Exercise data Block Start

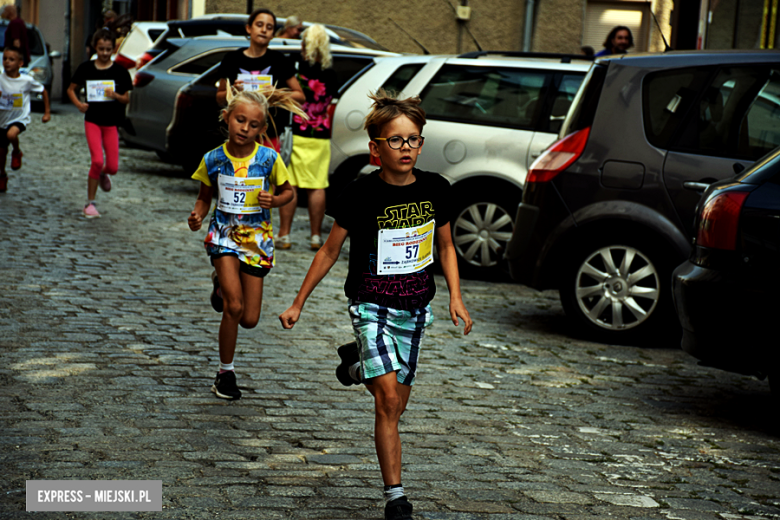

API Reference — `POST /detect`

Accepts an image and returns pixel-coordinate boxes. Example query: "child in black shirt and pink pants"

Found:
[67,28,132,218]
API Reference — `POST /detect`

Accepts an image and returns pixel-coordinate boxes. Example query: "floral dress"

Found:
[287,60,337,189]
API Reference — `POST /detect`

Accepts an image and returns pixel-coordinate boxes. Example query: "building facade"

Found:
[13,0,780,101]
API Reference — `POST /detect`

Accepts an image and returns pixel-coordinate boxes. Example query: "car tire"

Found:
[559,235,677,343]
[451,187,518,279]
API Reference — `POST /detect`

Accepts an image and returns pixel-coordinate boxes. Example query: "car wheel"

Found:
[560,238,674,342]
[451,191,517,279]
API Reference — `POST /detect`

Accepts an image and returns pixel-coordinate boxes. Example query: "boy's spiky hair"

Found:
[221,81,308,144]
[364,89,426,140]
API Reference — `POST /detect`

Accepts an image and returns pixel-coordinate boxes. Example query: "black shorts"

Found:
[0,123,25,149]
[210,253,270,278]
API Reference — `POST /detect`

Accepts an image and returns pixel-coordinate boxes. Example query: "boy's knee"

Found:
[376,391,404,419]
[239,315,259,329]
[103,163,118,175]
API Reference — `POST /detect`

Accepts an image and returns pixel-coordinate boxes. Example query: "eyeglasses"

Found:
[373,135,425,149]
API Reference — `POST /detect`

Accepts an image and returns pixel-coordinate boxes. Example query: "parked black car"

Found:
[166,42,395,172]
[136,14,388,71]
[673,147,780,395]
[505,51,780,342]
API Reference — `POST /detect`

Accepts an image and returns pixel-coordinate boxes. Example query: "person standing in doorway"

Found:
[2,5,29,66]
[595,26,633,57]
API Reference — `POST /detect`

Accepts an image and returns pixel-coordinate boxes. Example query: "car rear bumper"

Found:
[673,260,777,377]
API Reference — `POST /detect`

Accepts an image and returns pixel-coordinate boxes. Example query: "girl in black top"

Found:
[215,8,304,151]
[67,28,132,218]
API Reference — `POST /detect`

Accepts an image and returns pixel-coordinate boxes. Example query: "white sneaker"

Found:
[276,234,292,249]
[310,235,322,250]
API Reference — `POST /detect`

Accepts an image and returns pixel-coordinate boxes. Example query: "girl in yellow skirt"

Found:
[277,24,337,251]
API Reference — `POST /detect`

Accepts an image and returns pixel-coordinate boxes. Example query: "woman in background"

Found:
[276,24,336,250]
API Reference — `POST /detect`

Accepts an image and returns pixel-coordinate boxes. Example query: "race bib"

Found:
[237,74,272,92]
[377,220,435,275]
[86,80,116,102]
[217,174,267,214]
[0,92,22,110]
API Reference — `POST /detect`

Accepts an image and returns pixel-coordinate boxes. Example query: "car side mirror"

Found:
[733,163,745,174]
[49,50,62,59]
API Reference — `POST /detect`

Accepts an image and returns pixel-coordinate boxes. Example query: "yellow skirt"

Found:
[288,135,330,189]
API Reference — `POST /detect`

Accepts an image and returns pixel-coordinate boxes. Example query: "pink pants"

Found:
[85,121,119,180]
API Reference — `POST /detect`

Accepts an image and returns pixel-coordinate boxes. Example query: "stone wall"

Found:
[205,0,528,55]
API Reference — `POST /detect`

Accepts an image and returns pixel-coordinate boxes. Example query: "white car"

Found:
[92,22,167,79]
[329,52,592,278]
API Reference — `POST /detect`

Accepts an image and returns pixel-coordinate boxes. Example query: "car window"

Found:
[546,73,584,134]
[642,66,714,149]
[330,55,374,91]
[419,65,551,129]
[381,64,424,95]
[148,29,165,42]
[674,66,780,159]
[170,50,232,75]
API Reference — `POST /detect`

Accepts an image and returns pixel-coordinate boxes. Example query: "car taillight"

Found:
[176,91,194,111]
[114,53,135,70]
[526,127,590,183]
[136,52,155,71]
[133,71,154,88]
[696,190,750,250]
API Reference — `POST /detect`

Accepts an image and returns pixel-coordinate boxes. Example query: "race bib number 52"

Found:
[377,220,435,275]
[217,174,267,214]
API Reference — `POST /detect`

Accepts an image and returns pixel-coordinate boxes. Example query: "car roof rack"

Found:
[458,51,593,63]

Exercise data Block End

## Assignment
The answer must be the full listing, exact in every line, with the pictures removed.

## Reply to the exercise
API Reference — `POST /detect`

Accepts an image and returns pixel-coordinate boxes. Example query: "child in black shirt and pink pants"

Found:
[67,28,132,218]
API Reference — `POST /detect`

Accepts an image and returns pixel-coordinate boxes. Example query: "floral dress"

Found:
[287,60,337,189]
API Reference — `POST /detect`

Accepts an image and returns pixel-coordinate boxes. Example query: "building facade"

Found:
[13,0,780,101]
API Reference — `POST /detect`

Accepts an image and returns pixel-coordinate boxes. Example query: "car tire"

Found:
[559,235,677,343]
[451,187,518,279]
API Reference — `POST /detect`

Accepts an image and returns pixel-coordinate boxes. Example query: "car wheel"

Found:
[560,238,674,342]
[451,191,517,279]
API Reference — `POST /detect`

Accepts an image and returns pixel-coordinate boxes. Example query: "boy's spiky hair"

Found:
[221,81,308,144]
[364,89,426,140]
API Reference — `POST /detect`

Accepts an image and returns pixel-coordinate boxes. Example query: "black shorts"

Found:
[0,123,25,149]
[210,253,270,278]
API Reference — `POST /detect`

Accepts an image and returns pixel-coordinate boxes. Example query: "boy's knee"

Found:
[376,391,404,419]
[239,315,259,329]
[103,163,118,175]
API Reference — `POST /detect`

Accepts an image and returns pixel-coordinate boxes. Example query: "eyeglasses"

Found:
[373,135,425,149]
API Reference — `POST /detect`

Accepts an image and returns pixel-coordinate boxes. Example query: "parked black car"

Found:
[166,42,395,172]
[136,14,388,71]
[673,147,780,395]
[505,51,780,342]
API Reference — `POST /detect`

Accepts an image and returns pixel-coordinate boxes. Example query: "person standing in doorway"

Found:
[2,5,29,66]
[595,26,633,57]
API Reference — `POST /detect`

Accepts an image and returns pixel-coordinate boxes. Example query: "car rear bumper"

Found:
[673,260,777,377]
API Reference — `POST /detect`

Accepts an image and returns pixel-coordinate boxes. Example query: "girl in black top"

Found:
[215,8,304,151]
[67,28,132,218]
API Reference — `POST /detect`

Accepts an image and returns pixel-coordinate boxes. Example query: "white sneaker"

Found:
[276,234,292,249]
[310,235,322,250]
API Reference — `POST /detect`

Accepts an image and returns pixel-coordinate boxes. Example query: "girl in yellow skirt"

Found:
[277,24,337,251]
API Reference — `POST /detect`

Accepts an image and returns pixel-coordinate boxes. Example query: "woman in background"

Found:
[276,24,336,250]
API Reference — `POST /detect`

Accepts an image and returns pixel-coordinate boxes. Example query: "race bib"

Found:
[237,74,272,92]
[377,220,435,275]
[86,80,116,102]
[217,174,267,214]
[0,92,22,110]
API Reference — `POST /detect`

Accepts an image and returns pixel-coordinate boxes. Example query: "car side mirror"

Found:
[733,163,745,174]
[49,50,62,59]
API Reference — `POST /detect`

Accepts an image and returns pixel-coordinate boxes. Example query: "yellow skirt"

Found:
[288,135,330,189]
API Reference — `POST /detect`

Accepts an image and returns pixel-coordinate boxes. Example query: "pink pants"

Found:
[85,121,119,180]
API Reference — `POST /detect`

Accepts an image and returns pixel-coordinate boxes. Example query: "stone wall"

Found:
[205,0,528,55]
API Reference — `POST /detect`

Accepts an image and returns pixel-coordinate boxes. Example query: "white car"

Found:
[92,22,167,79]
[329,52,592,278]
API Reference — `POST /detect`

Accepts an image and returns pixel-coordinate boxes. Example query: "car window"

Found:
[546,73,584,134]
[642,66,714,149]
[330,55,374,91]
[419,65,551,129]
[381,64,424,95]
[148,29,165,42]
[674,66,780,159]
[170,50,232,75]
API Reference — `POST /detect`

Accepts an image and returns pixel-coordinate boxes. Example query: "car taillight"

Found:
[176,91,194,111]
[114,53,135,70]
[526,127,590,183]
[136,52,155,71]
[133,71,154,88]
[696,190,750,250]
API Reference — `POST /detect`

Accepts an image and returns pixel-coordinate boxes. Example query: "race bib number 52"

Found:
[377,220,435,275]
[217,174,267,214]
API Reference — `POST /detect`

Accepts an image and returns pixel-coordinate boxes. Example query: "car roof rack"

Found:
[458,51,593,63]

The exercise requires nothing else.